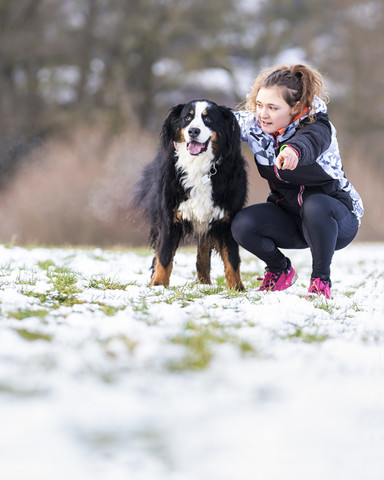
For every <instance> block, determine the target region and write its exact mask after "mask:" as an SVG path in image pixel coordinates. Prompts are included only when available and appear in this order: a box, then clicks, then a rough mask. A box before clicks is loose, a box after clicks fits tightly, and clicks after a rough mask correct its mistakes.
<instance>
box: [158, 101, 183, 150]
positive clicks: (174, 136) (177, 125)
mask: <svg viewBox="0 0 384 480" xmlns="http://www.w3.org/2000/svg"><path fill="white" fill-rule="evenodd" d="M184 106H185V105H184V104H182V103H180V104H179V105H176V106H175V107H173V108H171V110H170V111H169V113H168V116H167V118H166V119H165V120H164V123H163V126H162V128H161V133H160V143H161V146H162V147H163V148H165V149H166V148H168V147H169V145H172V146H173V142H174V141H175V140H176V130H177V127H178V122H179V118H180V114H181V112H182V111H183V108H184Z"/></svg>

□ □ □

Every last line above must be reproduced as written, and no pictures belong in the copy.

(Written response):
For every <instance> block, determine the target region and write its exact mask after "mask:" as an SVG path in image pixel coordinates. Prompts are included only when available and appear in this order: a box, then clicks, then a rough mask. A box before clicks is loose, a box after clicks fits tightly, and clicks after a rough mask correct its mistakes.
<instance>
box: [158, 101, 183, 150]
positive clicks: (174, 136) (177, 125)
mask: <svg viewBox="0 0 384 480" xmlns="http://www.w3.org/2000/svg"><path fill="white" fill-rule="evenodd" d="M184 106H185V105H184V104H182V103H180V104H179V105H176V106H175V107H173V108H171V110H170V111H169V113H168V116H167V118H166V119H165V120H164V123H163V126H162V128H161V133H160V143H161V146H162V147H163V148H165V149H166V148H168V147H169V145H172V146H173V142H174V141H175V140H176V130H177V127H178V122H179V118H180V114H181V112H182V111H183V108H184Z"/></svg>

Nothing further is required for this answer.